Work task: Can you reproduce the data beneath, keeping every line exact?

Information given:
**********

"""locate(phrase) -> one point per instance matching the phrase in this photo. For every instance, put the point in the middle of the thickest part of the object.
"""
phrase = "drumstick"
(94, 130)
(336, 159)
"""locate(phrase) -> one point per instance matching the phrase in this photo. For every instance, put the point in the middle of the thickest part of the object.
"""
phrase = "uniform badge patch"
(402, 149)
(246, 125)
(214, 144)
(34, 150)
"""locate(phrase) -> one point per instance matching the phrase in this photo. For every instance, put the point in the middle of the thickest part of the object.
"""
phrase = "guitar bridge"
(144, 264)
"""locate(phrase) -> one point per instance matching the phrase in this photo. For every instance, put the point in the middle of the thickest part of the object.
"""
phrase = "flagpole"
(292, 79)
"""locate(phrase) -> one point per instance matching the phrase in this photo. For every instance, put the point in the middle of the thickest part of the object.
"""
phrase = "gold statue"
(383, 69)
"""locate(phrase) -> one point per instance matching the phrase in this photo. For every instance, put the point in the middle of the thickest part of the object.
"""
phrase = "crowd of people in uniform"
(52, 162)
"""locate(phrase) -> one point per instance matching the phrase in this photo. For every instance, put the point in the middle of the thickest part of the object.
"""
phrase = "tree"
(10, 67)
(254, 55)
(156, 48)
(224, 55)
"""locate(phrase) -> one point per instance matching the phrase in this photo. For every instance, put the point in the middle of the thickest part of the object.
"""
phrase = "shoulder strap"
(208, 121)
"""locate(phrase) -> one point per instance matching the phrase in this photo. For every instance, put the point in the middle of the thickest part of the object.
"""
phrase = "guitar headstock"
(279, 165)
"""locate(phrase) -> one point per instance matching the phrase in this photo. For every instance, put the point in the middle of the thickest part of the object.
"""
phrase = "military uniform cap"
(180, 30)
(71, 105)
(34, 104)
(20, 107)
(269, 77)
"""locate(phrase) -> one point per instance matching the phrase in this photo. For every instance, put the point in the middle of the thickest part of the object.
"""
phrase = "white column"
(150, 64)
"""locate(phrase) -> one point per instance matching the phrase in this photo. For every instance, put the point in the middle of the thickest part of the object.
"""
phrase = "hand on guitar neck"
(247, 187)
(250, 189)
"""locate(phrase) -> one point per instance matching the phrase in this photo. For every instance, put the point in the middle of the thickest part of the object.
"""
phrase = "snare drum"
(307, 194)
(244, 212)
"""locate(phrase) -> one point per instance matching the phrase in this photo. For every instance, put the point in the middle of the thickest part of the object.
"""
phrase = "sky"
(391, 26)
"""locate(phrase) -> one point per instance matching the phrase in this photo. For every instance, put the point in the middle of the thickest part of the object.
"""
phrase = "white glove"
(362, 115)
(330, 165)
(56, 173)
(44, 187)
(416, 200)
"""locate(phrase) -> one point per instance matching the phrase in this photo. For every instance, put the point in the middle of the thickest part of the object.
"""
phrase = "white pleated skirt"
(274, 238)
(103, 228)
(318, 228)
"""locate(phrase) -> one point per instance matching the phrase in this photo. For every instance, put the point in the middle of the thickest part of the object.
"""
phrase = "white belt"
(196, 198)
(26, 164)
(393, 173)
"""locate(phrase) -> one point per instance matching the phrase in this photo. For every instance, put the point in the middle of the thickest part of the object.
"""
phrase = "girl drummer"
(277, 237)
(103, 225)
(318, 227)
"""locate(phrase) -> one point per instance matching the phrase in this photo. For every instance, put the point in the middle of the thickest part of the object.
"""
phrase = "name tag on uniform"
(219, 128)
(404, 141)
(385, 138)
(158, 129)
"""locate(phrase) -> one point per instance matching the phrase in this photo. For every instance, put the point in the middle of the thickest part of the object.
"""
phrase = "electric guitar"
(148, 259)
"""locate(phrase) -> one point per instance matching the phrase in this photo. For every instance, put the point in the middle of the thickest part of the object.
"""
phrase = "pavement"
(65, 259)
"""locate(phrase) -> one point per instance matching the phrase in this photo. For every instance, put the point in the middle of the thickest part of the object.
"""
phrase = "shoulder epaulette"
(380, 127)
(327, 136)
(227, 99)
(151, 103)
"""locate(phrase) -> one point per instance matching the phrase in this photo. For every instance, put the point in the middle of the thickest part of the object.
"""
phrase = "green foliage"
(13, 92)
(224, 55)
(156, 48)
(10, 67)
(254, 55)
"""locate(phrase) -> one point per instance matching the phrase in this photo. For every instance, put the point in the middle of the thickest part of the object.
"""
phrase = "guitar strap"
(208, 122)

**********

Reply:
"""locate(phrase) -> one point per instance matching the phrase in this photo. For every instance, put the point in the middle of the thickest part of the object.
"""
phrase = "drumstick"
(94, 130)
(336, 159)
"""locate(phrase) -> one point per instance matching the phrase in this photo. For every instance, put the point in the middle of the thickest part of the object.
"""
phrase = "uniform badge patch"
(402, 149)
(246, 125)
(214, 144)
(34, 150)
"""locate(phrase) -> one point per instance matching the phrase in this photo. For every instance, put the point in the middle of the thickest part of the object.
"""
phrase = "guitar bridge"
(144, 264)
"""locate(phrase) -> one point per instance matching the phrase in this photo. For every instance, put the point in the middle of the thickest part of the object.
"""
phrase = "flagpole"
(292, 79)
"""locate(phrase) -> one point per instance matching the phrase in this photo. For every instance, put the point in the middle of the thickest part of the object.
"""
phrase = "gold statue"
(383, 69)
"""locate(phrase) -> one point per instance matching the phrase in this photo. For every instance, put the point in the middle of the thickest part of the object.
"""
phrase = "crowd of people in uniform"
(52, 162)
"""locate(phrase) -> one point per instance matching the phrase in this photo. For every instance, put the point in the middle of the thickest part of the object.
"""
phrase = "tree"
(10, 67)
(254, 55)
(156, 48)
(224, 55)
"""locate(phrase) -> one point per instance matching the phrase in this photo. For every instance, put the point in the middle of the thickest part of the object.
"""
phrase = "shoulder strap"
(208, 121)
"""locate(phrase) -> one point per instance matching the phrase in this photo. For every instance, put the point in the middle of the thickest part of the object.
"""
phrase = "guitar headstock"
(279, 165)
"""locate(phrase) -> one point per instance matching the phrase in this photo. For every instance, put the point in the middle of the thickest part of the object.
"""
phrase = "military uniform cap"
(180, 30)
(71, 105)
(34, 104)
(20, 107)
(269, 77)
"""locate(phrase) -> one point per instance matching the phrase in this photo. For every instance, put the point in the middle of the thickest part of the object.
"""
phrase = "white column"
(150, 64)
"""locate(phrase) -> one point per instance matching the phrase in this photo. For every instance, put the point in the middle of the thickest part of the object.
"""
phrase = "hand on guitar neck"
(247, 187)
(250, 189)
"""locate(phrase) -> one point per instance matching the phrase in this photo. For every instance, put the point in the middle of the thickest part of the object.
"""
phrase = "snare drum"
(307, 194)
(244, 212)
"""locate(phrase) -> one point per instance matching the phrase in this photo. For every instance, put the point in the middle of the thickest part of the object.
"""
phrase = "sky"
(391, 26)
"""locate(phrase) -> one point per instance matching the phrase in this photo. For every instance, put the point in the middle of the thickest part of the object.
"""
phrase = "white glove"
(362, 115)
(330, 165)
(56, 173)
(44, 187)
(416, 200)
"""locate(phrase) -> one point per instance matching the phrase in this photo. For every instance, put the point in the middle of the thickest part of the object.
"""
phrase = "white pleated skirt"
(274, 238)
(103, 228)
(318, 228)
"""locate(phrase) -> one point per instance matching the phrase in this photo. For every instance, put the point in the middle of the thickest part of the object.
"""
phrase = "white belt"
(196, 198)
(26, 164)
(393, 173)
"""locate(phrase) -> one point per instance matching the phrase in this photo. For every instance, put the point in the middle of the thickest part of the object.
"""
phrase = "girl drummer"
(277, 237)
(103, 225)
(318, 227)
"""locate(phrase) -> one point per instance matching the phrase in this photo. For every instance, put the point in the middle of the thickest part of the object.
"""
phrase = "name tag on uniform"
(219, 128)
(404, 141)
(385, 138)
(158, 129)
"""locate(phrase) -> one point per instance matching the phrase in this photo. For every instance, put the point in the middle of the thickest part of the object.
"""
phrase = "electric guitar"
(148, 259)
"""locate(phrase) -> one point per instance matching the phrase in this photo. For every instance, put the point in the middle of the thickest part of the object.
"""
phrase = "pavement"
(65, 259)
"""locate(phrase) -> one point per instance matching the phrase in this photo. For every instance, put the point in the middle of the thickest part of the object.
"""
phrase = "shoulder epaulette"
(380, 127)
(327, 136)
(227, 99)
(151, 103)
"""locate(phrase) -> one point per instance matching the phrase in this photo. For every instance, put the point in the middle of the thickest part of the object.
"""
phrase = "green foliage"
(13, 92)
(224, 55)
(156, 48)
(10, 67)
(254, 55)
"""locate(phrase) -> one point per instance matching the phrase in this photo. For every instance, put the point in the middle of the thickest part of the object.
"""
phrase = "guitar strap"
(208, 122)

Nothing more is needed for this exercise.